Tarefas do exercício:
A – Traduza para o inglês esta frase do artigo sobre a Maçonaria inglesa: "Este é o caso do conflito fundamental que abalou a Maçonaria do outro lado do Canal durante quase 60 anos: a disputa entre os “Antigos” e “Modernos” (1751/1753-1813)."
B – Retome o artigo sobre a Maçonaria inglesa logo após a última frase apresentada.

Artigo:

--

À medida que as
pesquisas avançam, a história dos primeiros dias da Maçonaria Inglesa parecem
mais complexas do que aquilo que é dito ou imaginado até agora.
Este é o caso
do conflito fundamental que abalou a Maçonaria do outro lado do Canal durante
quase 60 anos: a disputa entre os “Antigos” e “Modernos” (1751/1753-1813).
Sobretudo estudado
como um assunto interno na Inglaterra, ao que parece, hoje, se você quer
renovar e aprofundar a questão é preciso levar em conta o ambiente britânico,
especialmente Irlandês, incluindo a Maçonaria continental e principalmente a
Maçonaria francesa.
Assim é que desde
1928, Philipp Crossle, grande historiador da Maçonaria irlandesa, chamou a
atenção para as especificidades desta Maçonaria, em particular para a
existência de um sistema de 3 graus ou etapas, anterior ao sistema revelado por
Samuel Prichard em 1730, dotado de um conteúdo diferente do que compreendia o
Real Arco. Ao fazer isso, Crossle propunha implicitamente a questão do
aparecimento e da influência dos altos graus na história geral da Maçonaria.
Por outro lado, se,
conforme mostrou Alain Bernheim, as Maçonarias britânica e francesa eram para
os graus azuis, substancialmente idênticas até cerca de 1750 (até o
aparecimento dos “Antigos”), é verdade que o afloramento dos altos graus na França
a partir dos anos de 1740 terá um impacto sobre a Maçonaria Inglesa a partir do
fim do século.
Isso quer dizer que a
maneira usual de olhar para este conflito como uma disputa entre um Inglês
perfeitamente definido e imutável representado pela GL de 1717 e chamada
“Modernos ” e um sistema importado da Irlanda pelos “Antigos” , sem dúvida tem
de ser renovado.
Para tomar só um
problema, por exemplo, o Real Arco que se considera ter sido importado da
Irlanda para a Inglaterra pelos “Antigos”, como explicar o fato de que a lenda
deste grau que em breve seria conhecido na Inglaterra é diferente da que foi
desenvolvida na versão irlandesa, mas muito próxima da lenda contida nos
rituais franceses do chamado “Royale Arch”?

--

Linhas da listagem:
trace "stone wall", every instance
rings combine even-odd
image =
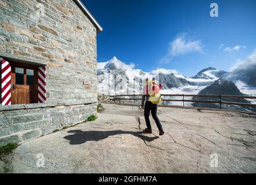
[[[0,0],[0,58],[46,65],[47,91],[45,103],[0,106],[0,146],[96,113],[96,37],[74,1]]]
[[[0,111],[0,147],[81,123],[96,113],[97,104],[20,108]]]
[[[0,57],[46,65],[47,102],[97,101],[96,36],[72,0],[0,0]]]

--

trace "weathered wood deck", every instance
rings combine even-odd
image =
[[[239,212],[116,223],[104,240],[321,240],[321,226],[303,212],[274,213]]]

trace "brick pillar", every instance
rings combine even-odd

--

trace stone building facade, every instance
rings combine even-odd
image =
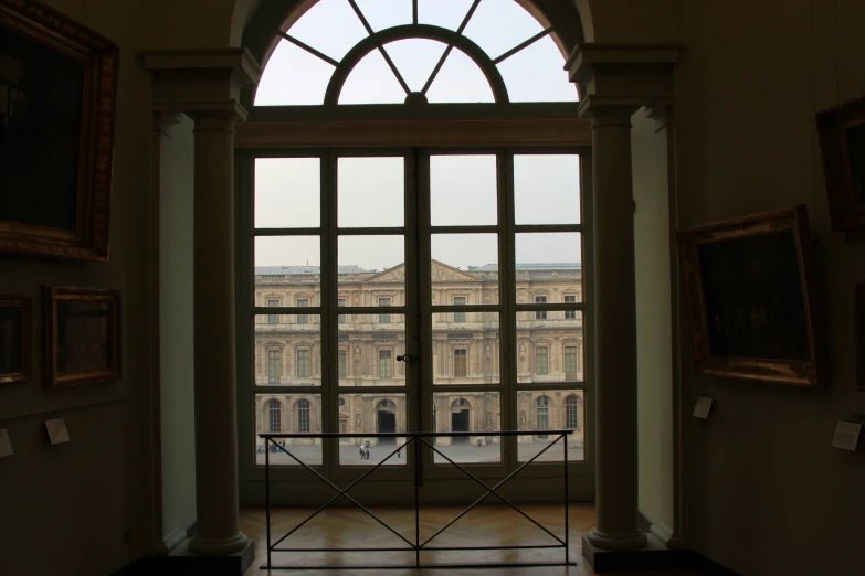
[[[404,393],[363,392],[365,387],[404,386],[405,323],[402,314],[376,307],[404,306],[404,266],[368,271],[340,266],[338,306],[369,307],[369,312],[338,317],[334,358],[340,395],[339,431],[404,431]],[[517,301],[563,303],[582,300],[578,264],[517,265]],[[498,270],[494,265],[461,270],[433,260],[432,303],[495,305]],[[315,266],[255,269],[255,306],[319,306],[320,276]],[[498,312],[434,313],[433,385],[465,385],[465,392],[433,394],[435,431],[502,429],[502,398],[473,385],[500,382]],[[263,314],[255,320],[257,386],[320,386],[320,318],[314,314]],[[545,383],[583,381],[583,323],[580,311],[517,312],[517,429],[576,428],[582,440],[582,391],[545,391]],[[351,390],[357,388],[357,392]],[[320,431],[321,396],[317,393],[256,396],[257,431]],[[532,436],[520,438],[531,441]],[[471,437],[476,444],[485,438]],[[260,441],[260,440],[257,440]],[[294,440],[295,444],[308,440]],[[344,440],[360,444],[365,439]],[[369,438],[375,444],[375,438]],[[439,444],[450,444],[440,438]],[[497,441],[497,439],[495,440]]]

--

Respostas das tarefas:
A – This is the case of the fundamental conflict that shook Freemasonry on the other side of the Channel for almost 60 years: the dispute between the “Ancients” and “Moderns” (1751/1753-1813).

B –
Está claro que a
história da Maçonaria Inglesa não se resume na história da Maçonaria na
Inglaterra no “sentido estrito”. É, na verdade, a história da Maçonaria sofreu
todos os tipos de influências, internas e Inglesas, é claro, mas também
externas, irlandesas e francesas. No segundo terço do século XVIII, foi criado
portanto na Inglaterra um sistema maçônico que é o produto de todas estas
influências e, que evidentemente, também influenciou, por sua vez, outras
Maçonarias , particularmente na França. Aparece assim uma história
franco-britânica que tenta cercar todas essas influências e reler uma série de
problemas relacionados com as origens da Maçonaria: Instalação do Mestre da
Loja, o Real Arco, etc.
A disputa entre
“Modernos” e “Antigos” é uma disputa fundamental da maçonaria Inglesa. Classicamente,
ela é enunciada assim: até 1750, a Maçonaria Inglês está unida e uniforme. Em
1751, aparece uma nova organização maçônica que vai se chamar “GL dos FM
segundo as antigas instituições” ou mais simplesmente “GL of the Antients”. A
GL de 1717 será chamada, impensadamente “GL dos Modernos” (e hoje “Primeira
Grande Loja”). Esta GL dos Antigos foi principalmente fundada por maçons
irlandeses que viviam em Londres, mas que negavam os usos da GL de 1717, que em
1750, já estava amplamente difundida por toda a Inglaterra.
Até o final do século
XIX, a teoria segundo a qual a GL dos “Antigos” era uma divisão ou cisma da GL
dos Modernos era comumente aceita. De acordo com esta tese, certo número de
lojas teria deixado a GL em Londres e criado uma nova obediência com forma de
negar as inovações negativas que tinham sido trazidas ao Craft pela referida
GL. Essas inovações, entre as quais a famosa história da inversão das palavras
sagradas (J-B ou B-J), tinham aparecido na década de 1730, e logo elas teriam
se tornado muito numerosas (até ao ponto de se tornar inaceitável) que certas
Lojas teriam decidido na década de 1750, voltar aos antigos usos e deixar a GL
de 1717.
Esta tese foi, evidentemente, defendida pelos mesmos “Antigos” e desde
1756 com a publicação do livro das Constituições Aimã Rezom de Laurence
Dermott. Henry Sadler (em Fatos Maçônicos e Ficções) mostrou definitivamente em
1887 que a fundação de 1751 não era o resultado de um cisma, mas que era “algo
novo” e, portanto, tem uma origem diferente da GL de 1717.
Na verdade, é uma
Grande Comissão que aparece em 1751 e leva o título de GL a partir de 1753,
quando teve um irmão de nascimento nobre a presidi-la como Grão-Mestre. Os
primeiros membros eram irlandeses emigrados para a Inglaterra. Eles
provavelmente teriam tido dificuldade em se tornar maçons em Lojas Inglesas.
Além disso, estas Lojas praticavam uma Maçonaria demasiadamente diferente da
sua, o que tornava quase impossível uma integração na GL de 1717. Então, teriam
fundado sua própria GL onde pudessem praticar os usos que tinham trazido da
Irlanda e teriam proclamado sua antiguidade com relação à Maçonaria Inglesa.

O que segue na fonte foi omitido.